(TASK REQUIREMENTS)
Below is a block of records; repeat each one exactly.

(ENTRIES PROVIDED)
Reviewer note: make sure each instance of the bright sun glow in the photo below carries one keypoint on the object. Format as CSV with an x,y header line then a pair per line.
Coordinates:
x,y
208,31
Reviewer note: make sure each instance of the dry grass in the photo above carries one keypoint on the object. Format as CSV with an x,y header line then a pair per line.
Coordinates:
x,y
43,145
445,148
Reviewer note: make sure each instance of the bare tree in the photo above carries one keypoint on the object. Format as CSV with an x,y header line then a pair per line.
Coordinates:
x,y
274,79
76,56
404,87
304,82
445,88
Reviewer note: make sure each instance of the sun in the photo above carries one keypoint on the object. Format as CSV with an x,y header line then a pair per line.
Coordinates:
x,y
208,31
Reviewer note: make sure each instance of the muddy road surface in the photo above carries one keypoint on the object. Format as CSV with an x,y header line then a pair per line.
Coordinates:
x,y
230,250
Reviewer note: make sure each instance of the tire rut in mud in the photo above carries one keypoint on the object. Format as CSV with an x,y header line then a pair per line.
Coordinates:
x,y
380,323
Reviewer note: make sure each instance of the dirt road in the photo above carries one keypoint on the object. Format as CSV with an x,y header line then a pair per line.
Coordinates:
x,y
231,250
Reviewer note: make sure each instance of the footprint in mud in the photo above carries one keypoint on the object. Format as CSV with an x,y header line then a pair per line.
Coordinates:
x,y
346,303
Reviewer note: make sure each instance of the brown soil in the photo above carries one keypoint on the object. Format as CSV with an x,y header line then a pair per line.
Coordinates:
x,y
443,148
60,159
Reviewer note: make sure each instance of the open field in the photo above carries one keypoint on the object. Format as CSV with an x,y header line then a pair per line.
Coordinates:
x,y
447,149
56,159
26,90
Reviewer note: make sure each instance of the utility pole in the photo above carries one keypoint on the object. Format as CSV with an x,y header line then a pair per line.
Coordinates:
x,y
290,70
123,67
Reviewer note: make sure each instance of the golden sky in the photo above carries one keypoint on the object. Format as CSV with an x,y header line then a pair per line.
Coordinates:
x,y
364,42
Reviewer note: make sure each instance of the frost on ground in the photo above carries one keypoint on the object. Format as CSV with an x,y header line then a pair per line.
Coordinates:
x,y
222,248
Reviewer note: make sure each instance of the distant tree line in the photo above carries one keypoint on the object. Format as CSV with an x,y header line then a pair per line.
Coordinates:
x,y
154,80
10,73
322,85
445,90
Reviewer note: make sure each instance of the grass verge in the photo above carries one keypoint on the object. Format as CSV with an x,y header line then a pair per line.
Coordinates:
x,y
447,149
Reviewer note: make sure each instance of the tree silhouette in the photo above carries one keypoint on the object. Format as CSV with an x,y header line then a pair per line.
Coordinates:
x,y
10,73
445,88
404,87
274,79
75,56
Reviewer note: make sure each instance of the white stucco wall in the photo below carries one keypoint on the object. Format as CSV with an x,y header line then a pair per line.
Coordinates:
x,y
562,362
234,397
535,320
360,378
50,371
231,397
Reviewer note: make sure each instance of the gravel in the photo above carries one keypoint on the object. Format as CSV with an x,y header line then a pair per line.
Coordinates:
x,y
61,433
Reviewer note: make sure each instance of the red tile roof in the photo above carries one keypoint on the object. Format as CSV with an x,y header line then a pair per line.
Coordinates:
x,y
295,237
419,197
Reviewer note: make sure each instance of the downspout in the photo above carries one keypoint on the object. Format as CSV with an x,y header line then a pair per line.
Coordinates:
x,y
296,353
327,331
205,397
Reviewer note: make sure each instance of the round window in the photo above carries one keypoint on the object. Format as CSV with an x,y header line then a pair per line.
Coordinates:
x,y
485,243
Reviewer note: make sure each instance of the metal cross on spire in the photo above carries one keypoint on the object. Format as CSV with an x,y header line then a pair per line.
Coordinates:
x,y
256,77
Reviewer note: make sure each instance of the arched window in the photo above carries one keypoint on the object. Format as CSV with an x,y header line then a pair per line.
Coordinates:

(WORKED ANSWER)
Reviewer note: make sure each instance of the bright sun glow in the photo below carries one keypoint on the object. Format as CSV with an x,y header line then a pair per line.
Coordinates:
x,y
208,31
Reviewer note: make sure each instance of the dry grass in the photo above carries one keypoint on the object. Format as CSV with an x,y header line then a pair per line.
Coordinates:
x,y
43,145
445,148
Reviewer note: make sure each instance of the bare tree in the photo above carries one keypoint on the object. Format as CSV with an x,y header line then a pair per line.
Coordinates:
x,y
274,79
76,56
404,87
304,82
445,88
Reviewer note: make sure each instance of the sun in the photo above carries one keypoint on the object. Format as CSV with an x,y header line then a pair per line.
Coordinates:
x,y
208,31
Reviewer note: make sure each instance of the muddy road surface in the photo above carries one keypoint on the object. Format as CSV with an x,y header line then a pair per line.
Coordinates:
x,y
230,250
Reviewer note: make sure each instance of the tire rut in mud in the photo above carries one keypoint on the object. Format as CSV with an x,y header line then a pair per line.
Coordinates:
x,y
380,323
Reviewer note: make sure each instance of the dirt road in the photo above carries one keypoint on the object. Format as CSV with an x,y header line then a pair per line.
Coordinates:
x,y
231,250
Reviewer note: make sure each instance of the footprint in mud in the photo above carries one keypoint on the object. Format as CSV with an x,y header line then a pair per line.
Coordinates:
x,y
346,303
Reviewer note: make sure each instance of the brown soil in the photo above carries one keypoint on the object. Format as CSV with an x,y header line then a pair per line.
Coordinates:
x,y
443,148
60,159
Reviewer note: make sure each instance of the open field in the photo above carries one keypoint on the object. Format as CSV with an x,y header line then a pair per line.
Coordinates:
x,y
447,149
56,159
26,90
Reviewer note: make sure each instance of the utility pole in the photo above carries one keypoint on the object. Format as CSV with an x,y header line then a pair per line.
Coordinates:
x,y
290,70
123,67
Reviewer note: make sure each instance of the golden sky in the photo above carries one keypoint on the object. Format as CSV with an x,y header line then a pair per line.
Coordinates:
x,y
364,42
Reviewer note: make sure each instance of the frost on ground in the photo above carries one keypoint on the object. Format as CSV with an x,y header line then a pair per line.
Coordinates:
x,y
222,248
Reviewer note: make sure each instance of the distant tree line in the photo above carries one keypoint on the object. Format as CSV with an x,y header line then a pair per line.
Coordinates:
x,y
154,80
10,73
322,85
445,90
Reviewer note: make sure each instance of the grass verge in the photo above carries one keypoint on the object. Format as CSV with an x,y header line then a pair per line.
Coordinates:
x,y
447,149
Reviewer note: make sure each instance of the tree silhouette in the photo above carries one keypoint on the object. Format as CSV with an x,y header line then a pair per line.
Coordinates:
x,y
10,73
445,88
404,87
274,79
75,56
Reviewer note: make sure each instance of the white stucco wall in the photo below carries one keypoint on the object. Format as CSV with an x,y header line then a pair per line.
Coordinates:
x,y
562,362
234,397
535,320
360,378
50,371
231,397
Reviewer note: make sure each instance of the gravel in the photo above carries one keypoint on the object. Format as CSV with an x,y header line then a pair per line.
Coordinates:
x,y
61,433
Reviewer note: make sure each instance of the red tile roof in the photo above carries one keypoint on the object. Format as CSV with an x,y header line then a pair per line.
Coordinates:
x,y
295,237
419,197
Reviewer note: make sure each instance of the downspout in the photo above carries one keypoint on the object. Format as CSV with an x,y header line then a pair per line.
Coordinates:
x,y
296,353
327,331
205,397
Reviewer note: make sure each instance of the round window in the photo above carries one keypoint on the object. Format as CSV with an x,y header line then a pair per line.
Coordinates:
x,y
485,243
Reviewer note: make sure each instance of the metal cross on spire in the photo above carries one keypoint on the object. Format as CSV with an x,y header line then a pair per line.
Coordinates:
x,y
256,77
Reviewer note: make sure each instance of the arched window in the photo above carries one keypoint on the object. Format as CSV with an x,y header line then a pair per line.
Coordinates:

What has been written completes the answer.